● TASK DETAILS:
Each entry below is to be copied verbatim, with no line missing.

● DATA FOR REVIEW:
##############################
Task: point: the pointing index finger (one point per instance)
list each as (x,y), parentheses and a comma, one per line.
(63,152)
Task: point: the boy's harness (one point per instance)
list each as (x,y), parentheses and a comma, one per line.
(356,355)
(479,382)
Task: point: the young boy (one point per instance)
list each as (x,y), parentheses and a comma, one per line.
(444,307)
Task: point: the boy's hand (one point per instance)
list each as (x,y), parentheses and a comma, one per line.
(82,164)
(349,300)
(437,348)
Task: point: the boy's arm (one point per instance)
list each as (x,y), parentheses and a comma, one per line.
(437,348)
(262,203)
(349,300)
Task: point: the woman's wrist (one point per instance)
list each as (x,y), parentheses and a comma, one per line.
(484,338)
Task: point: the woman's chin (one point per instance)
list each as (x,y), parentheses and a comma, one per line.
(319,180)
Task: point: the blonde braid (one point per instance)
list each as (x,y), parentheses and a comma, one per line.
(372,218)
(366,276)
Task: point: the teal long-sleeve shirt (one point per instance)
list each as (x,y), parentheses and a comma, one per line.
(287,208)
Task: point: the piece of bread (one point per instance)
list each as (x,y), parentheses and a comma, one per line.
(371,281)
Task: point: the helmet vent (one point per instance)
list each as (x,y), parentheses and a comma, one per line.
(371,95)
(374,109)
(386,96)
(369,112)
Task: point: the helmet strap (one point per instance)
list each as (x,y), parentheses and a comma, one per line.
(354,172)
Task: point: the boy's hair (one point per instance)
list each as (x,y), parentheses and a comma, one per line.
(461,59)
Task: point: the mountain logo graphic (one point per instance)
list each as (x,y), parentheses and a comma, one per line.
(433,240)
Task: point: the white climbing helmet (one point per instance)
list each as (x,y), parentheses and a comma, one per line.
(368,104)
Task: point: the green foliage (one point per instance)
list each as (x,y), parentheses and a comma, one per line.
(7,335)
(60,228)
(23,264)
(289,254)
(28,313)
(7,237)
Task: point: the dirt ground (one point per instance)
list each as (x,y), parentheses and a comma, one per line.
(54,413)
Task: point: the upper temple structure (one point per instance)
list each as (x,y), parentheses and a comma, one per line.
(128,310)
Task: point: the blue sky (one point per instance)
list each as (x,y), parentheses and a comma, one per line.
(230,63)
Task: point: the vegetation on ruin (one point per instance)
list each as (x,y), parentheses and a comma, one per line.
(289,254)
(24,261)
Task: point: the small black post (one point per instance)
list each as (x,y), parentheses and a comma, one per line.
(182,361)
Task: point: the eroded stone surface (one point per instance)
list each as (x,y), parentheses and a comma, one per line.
##############################
● OUTPUT BELOW:
Task: point: the pointing index finger (one point per instance)
list each as (x,y), parentheses and a comma, one per line.
(63,152)
Task: point: the boy's harness (one point per instance)
list each as (x,y), parentheses and a comma, one per line.
(356,355)
(479,382)
Task: point: the young boy (one point per instance)
list each as (x,y), parentheses and a comma, one per line.
(444,307)
Task: point: the boy's hand (one point per instance)
list each as (x,y), parentheses and a comma, one per line.
(82,164)
(349,300)
(437,348)
Task: point: the boy's arm (one point per instance)
list each as (x,y), parentheses and a comma, one per line.
(437,348)
(262,203)
(349,300)
Task: point: the woman's wrist (one point per instance)
list each as (x,y), parentheses and a comma, one per line.
(484,338)
Task: point: the woman's chin (one point per instance)
list each as (x,y), parentheses and a comma, one per line.
(319,180)
Task: point: the blonde braid (one point per instance)
list each as (x,y), parentheses and a comma, one per line.
(372,218)
(366,276)
Task: point: the teal long-sleeve shirt (one point per instance)
list each as (x,y), parentheses and a comma, one per line.
(287,208)
Task: point: the piece of bread (one point per instance)
list each as (x,y), parentheses and a comma, one per line.
(371,281)
Task: point: the helmet vent (one point per instance)
list each as (x,y), parentheses and a comma, one per line.
(371,95)
(374,109)
(386,96)
(369,112)
Task: point: the helmet strap (one point per instance)
list each as (x,y), parentheses and a comma, one per line.
(354,172)
Task: point: the boy's hair (one point per instance)
list each as (x,y), parentheses and a comma, one per line.
(461,59)
Task: point: the mountain logo graphic (one point per instance)
list each as (x,y), parentheses and a comma, one per line.
(433,240)
Task: point: the white climbing helmet (one point per instance)
list each as (x,y), parentheses and a comma, one per line.
(368,104)
Task: point: the green foliage (one point per instance)
list each as (x,y), parentheses and a comma, one per line.
(7,335)
(60,228)
(23,264)
(289,254)
(28,313)
(7,237)
Task: point: the dirt ground (one point per instance)
list each as (x,y), parentheses and a comma, one per line.
(54,413)
Task: point: the upper temple structure (one point per instance)
list each as (x,y), parentheses and a comma, one per line.
(128,310)
Task: point: the blue sky (one point per instance)
list each as (x,y), parentheses and a comma, one per line.
(230,63)
Task: point: the vegetation on ruin (one point per instance)
list each as (x,y), parentheses and a comma, one per line.
(289,254)
(24,261)
Task: point: the small black post (one point per instance)
list each as (x,y), parentheses and a comma, one per line.
(182,361)
Task: point: the eroded stone surface (one point per instance)
list each as (x,y), parentheses and a comma, one per line.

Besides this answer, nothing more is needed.